Present every line of the entries below as a numbered list, leaving out any blank lines.

Extracted data entries:
((

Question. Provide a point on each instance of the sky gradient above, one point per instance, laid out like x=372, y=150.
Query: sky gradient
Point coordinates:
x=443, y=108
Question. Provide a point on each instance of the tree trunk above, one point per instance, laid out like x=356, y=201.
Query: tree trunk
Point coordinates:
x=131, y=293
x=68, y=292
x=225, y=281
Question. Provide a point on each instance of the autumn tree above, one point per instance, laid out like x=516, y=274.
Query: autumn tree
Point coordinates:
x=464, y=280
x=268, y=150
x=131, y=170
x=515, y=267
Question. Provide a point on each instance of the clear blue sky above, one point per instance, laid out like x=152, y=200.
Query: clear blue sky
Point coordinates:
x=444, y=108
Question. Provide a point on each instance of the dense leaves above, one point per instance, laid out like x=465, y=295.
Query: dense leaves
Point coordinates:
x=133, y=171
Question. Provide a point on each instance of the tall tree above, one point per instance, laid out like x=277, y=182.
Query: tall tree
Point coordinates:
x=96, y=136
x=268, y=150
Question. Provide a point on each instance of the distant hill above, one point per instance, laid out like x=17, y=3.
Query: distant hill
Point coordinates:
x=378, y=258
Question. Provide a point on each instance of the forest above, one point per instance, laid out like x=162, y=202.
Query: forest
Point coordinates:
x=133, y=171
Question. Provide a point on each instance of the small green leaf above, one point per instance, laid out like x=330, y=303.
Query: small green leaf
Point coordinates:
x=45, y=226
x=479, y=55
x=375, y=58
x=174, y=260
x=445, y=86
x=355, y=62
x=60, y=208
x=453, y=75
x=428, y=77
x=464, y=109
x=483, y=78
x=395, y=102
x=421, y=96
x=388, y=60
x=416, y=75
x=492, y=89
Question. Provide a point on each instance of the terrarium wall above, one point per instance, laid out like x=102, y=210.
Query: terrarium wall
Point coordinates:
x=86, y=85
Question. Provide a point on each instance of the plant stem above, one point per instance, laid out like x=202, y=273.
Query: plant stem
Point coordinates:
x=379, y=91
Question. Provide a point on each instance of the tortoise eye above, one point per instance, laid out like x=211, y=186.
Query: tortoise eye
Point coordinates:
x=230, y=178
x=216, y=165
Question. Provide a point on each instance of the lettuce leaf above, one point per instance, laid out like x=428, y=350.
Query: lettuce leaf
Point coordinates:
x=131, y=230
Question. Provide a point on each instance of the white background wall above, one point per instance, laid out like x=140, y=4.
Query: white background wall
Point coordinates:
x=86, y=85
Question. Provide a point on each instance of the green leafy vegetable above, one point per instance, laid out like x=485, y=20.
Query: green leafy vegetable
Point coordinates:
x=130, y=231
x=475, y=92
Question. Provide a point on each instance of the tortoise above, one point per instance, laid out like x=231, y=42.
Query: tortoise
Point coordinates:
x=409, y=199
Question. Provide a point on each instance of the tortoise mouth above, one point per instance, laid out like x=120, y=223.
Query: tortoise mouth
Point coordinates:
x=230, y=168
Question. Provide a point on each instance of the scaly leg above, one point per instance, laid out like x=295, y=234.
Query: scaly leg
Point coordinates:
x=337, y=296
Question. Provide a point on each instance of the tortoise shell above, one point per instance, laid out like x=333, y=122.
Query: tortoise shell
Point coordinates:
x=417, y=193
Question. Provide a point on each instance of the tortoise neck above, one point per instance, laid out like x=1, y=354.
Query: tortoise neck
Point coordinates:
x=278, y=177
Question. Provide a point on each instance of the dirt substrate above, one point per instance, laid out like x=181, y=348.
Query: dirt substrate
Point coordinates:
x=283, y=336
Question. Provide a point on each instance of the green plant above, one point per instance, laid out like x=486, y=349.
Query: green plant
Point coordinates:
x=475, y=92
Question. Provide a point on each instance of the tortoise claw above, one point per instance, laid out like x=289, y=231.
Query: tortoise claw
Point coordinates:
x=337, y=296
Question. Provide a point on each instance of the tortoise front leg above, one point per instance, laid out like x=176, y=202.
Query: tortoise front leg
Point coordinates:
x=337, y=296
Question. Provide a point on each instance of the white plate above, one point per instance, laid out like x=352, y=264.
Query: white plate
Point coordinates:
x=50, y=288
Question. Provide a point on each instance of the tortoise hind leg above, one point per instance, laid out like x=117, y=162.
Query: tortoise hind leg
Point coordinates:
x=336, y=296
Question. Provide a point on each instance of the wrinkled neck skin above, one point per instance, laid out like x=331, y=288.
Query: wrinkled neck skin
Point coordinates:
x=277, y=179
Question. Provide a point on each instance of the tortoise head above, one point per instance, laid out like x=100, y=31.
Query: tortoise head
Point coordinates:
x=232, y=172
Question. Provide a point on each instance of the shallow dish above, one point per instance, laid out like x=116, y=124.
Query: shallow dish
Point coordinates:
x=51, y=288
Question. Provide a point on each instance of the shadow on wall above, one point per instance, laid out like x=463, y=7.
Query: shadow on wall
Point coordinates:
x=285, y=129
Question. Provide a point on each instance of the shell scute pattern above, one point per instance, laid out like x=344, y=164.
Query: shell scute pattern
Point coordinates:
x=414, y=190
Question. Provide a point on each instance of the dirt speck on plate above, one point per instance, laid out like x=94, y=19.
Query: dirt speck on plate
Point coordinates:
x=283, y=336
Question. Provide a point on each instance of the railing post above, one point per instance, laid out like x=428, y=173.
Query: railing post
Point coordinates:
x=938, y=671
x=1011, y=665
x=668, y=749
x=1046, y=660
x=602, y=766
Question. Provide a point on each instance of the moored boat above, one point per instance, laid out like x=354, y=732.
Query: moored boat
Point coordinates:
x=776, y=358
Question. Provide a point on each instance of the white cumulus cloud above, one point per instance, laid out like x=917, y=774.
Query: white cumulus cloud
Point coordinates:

))

RESULT:
1. Question. Provide a point on each instance of the sky gradient above, one point per instance, laid out like x=372, y=150.
2. Query: sky gradient
3. Point coordinates:
4. x=443, y=108
5. Question. Provide a point on each instance of the tree trunk above, one point per instance, laid out like x=356, y=201.
6. Query: tree trunk
7. Point coordinates:
8. x=131, y=293
9. x=68, y=292
10. x=225, y=281
11. Question. Provide a point on each instance of the autumn tree above, one point per instance, laid out like x=516, y=274.
12. Query: autumn tree
13. Point coordinates:
14. x=464, y=280
15. x=268, y=150
16. x=131, y=170
17. x=515, y=267
18. Question. Provide a point on each instance of the clear blue sky above, one point per instance, laid out like x=152, y=200.
19. Query: clear blue sky
20. Point coordinates:
21. x=444, y=108
22. Question. Provide a point on each instance of the dense leaves above, one point per instance, laid out like x=465, y=295.
23. Query: dense leaves
24. Point coordinates:
25. x=133, y=171
26. Question. Provide a point on each instance of the tall tree above, one point per instance, laid out like x=277, y=182.
27. Query: tall tree
28. Point coordinates:
29. x=96, y=136
30. x=268, y=150
31. Question. Provide a point on each instance of the distant hill above, one point per instance, laid out like x=17, y=3.
32. Query: distant hill
33. Point coordinates:
34. x=378, y=258
35. Question. Provide a point on each instance of the forest above, one point per instance, laid out like x=162, y=202.
36. Query: forest
37. Point coordinates:
38. x=133, y=171
39. Question. Provide a point on each instance of the small green leaf above, one point per instance, laid out like x=330, y=303.
40. Query: small green leaf
41. Point coordinates:
42. x=45, y=226
43. x=479, y=55
44. x=375, y=58
45. x=174, y=260
46. x=445, y=86
47. x=355, y=62
48. x=60, y=208
49. x=453, y=75
50. x=428, y=77
51. x=464, y=109
52. x=483, y=78
53. x=395, y=102
54. x=421, y=96
55. x=388, y=60
56. x=416, y=75
57. x=492, y=89
58. Question. Provide a point on each instance of the terrarium wall above, one point per instance, laid out like x=102, y=210.
59. Query: terrarium wall
60. Point coordinates:
61. x=86, y=85
62. Question. Provide a point on each instance of the plant stem above, one point per instance, laid out like x=202, y=273.
63. Query: plant stem
64. Point coordinates:
65. x=379, y=91
66. Question. Provide a point on each instance of the tortoise eye above, one point per instance, laid out like x=211, y=186.
67. Query: tortoise eye
68. Point coordinates:
69. x=230, y=178
70. x=216, y=165
71. Question. Provide a point on each instance of the lettuce leaf above, one point per instance, laid out like x=428, y=350.
72. Query: lettuce leaf
73. Point coordinates:
74. x=131, y=230
75. Question. Provide a point on each instance of the white background wall above, one point per instance, laid out like x=140, y=4.
76. Query: white background wall
77. Point coordinates:
78. x=86, y=85
79. Question. Provide a point on each instance of the green leafy vegetable above, one point per instance, laid out like x=485, y=20.
80. Query: green leafy vegetable
81. Point coordinates:
82. x=130, y=231
83. x=475, y=92
84. Question. Provide a point on each instance of the tortoise above, one point per instance, laid out like x=231, y=42.
85. Query: tortoise
86. Point coordinates:
87. x=409, y=199
88. Question. Provide a point on each instance of the tortoise mouth above, one point per instance, laid out like x=120, y=223.
89. Query: tortoise mouth
90. Point coordinates:
91. x=230, y=168
92. Question. Provide a point on each instance of the scaly leg above, one point per instance, laid out like x=295, y=234.
93. Query: scaly leg
94. Point coordinates:
95. x=337, y=296
96. Question. Provide a point on each instance of the tortoise shell above, one point per instance, laid out like x=333, y=122.
97. Query: tortoise shell
98. Point coordinates:
99. x=417, y=193
100. Question. Provide a point on each instance of the tortoise neck above, one point per instance, laid out like x=1, y=354.
101. Query: tortoise neck
102. Point coordinates:
103. x=278, y=177
104. Question. Provide a point on each instance of the dirt substrate above, one point per instance, laid out like x=181, y=348.
105. Query: dirt substrate
106. Point coordinates:
107. x=283, y=336
108. Question. Provide a point on each instance of the green plant above, one point per instance, laid out like x=486, y=349.
109. Query: green plant
110. Point coordinates:
111. x=475, y=92
112. Question. Provide a point on each instance of the tortoise claw above, one point per instance, laid out like x=289, y=231.
113. Query: tortoise claw
114. Point coordinates:
115. x=337, y=296
116. Question. Provide a point on each instance of the tortoise front leg above, one point per instance, laid out like x=176, y=202.
117. Query: tortoise front leg
118. Point coordinates:
119. x=337, y=296
120. Question. Provide a point on each instance of the white plate above, one point per instance, laid out like x=352, y=264.
121. Query: white plate
122. Point coordinates:
123. x=50, y=288
124. Question. Provide a point on each instance of the tortoise hind leg above, one point per instance, laid out like x=117, y=162.
125. Query: tortoise hind leg
126. Point coordinates:
127. x=336, y=296
128. Question. Provide a point on each instance of the wrinkled neck skin above, one point per instance, laid out like x=331, y=288.
129. Query: wrinkled neck skin
130. Point coordinates:
131. x=277, y=179
132. Question. Provide a point on each instance of the tortoise head above, one point per instance, laid out like x=100, y=31.
133. Query: tortoise head
134. Point coordinates:
135. x=232, y=172
136. Question. Provide a point on each instance of the shallow dish above, one point per instance, laid out like x=116, y=124.
137. Query: shallow dish
138. Point coordinates:
139. x=51, y=288
140. Question. Provide a point on each instance of the shadow on wall above, one point per instance, laid out like x=463, y=7.
141. Query: shadow on wall
142. Point coordinates:
143. x=285, y=129
144. Question. Provide a point on each instance of the shell scute pattern above, one point per instance, laid out like x=344, y=164.
145. Query: shell scute pattern
146. Point coordinates:
147. x=414, y=190
148. Question. Provide a point on each instance of the dirt speck on plate above, one point per instance, laid out like x=94, y=19.
149. Query: dirt speck on plate
150. Point coordinates:
151. x=283, y=336
152. Question. Provide a point on each instance of the railing post above, one point per instance, laid out like x=428, y=173.
153. Query: railing post
154. Point coordinates:
155. x=938, y=671
156. x=1011, y=665
157. x=668, y=749
158. x=1046, y=660
159. x=602, y=766
160. Question. Provide a point on each instance of the moored boat above, one point per instance, laid out like x=354, y=732.
161. Query: moored boat
162. Point coordinates:
163. x=776, y=358
164. Question. Provide a point on each instance of the white cumulus cloud above, one point per instance, laid out like x=917, y=774.
165. Query: white cumulus cloud
166. Point coordinates:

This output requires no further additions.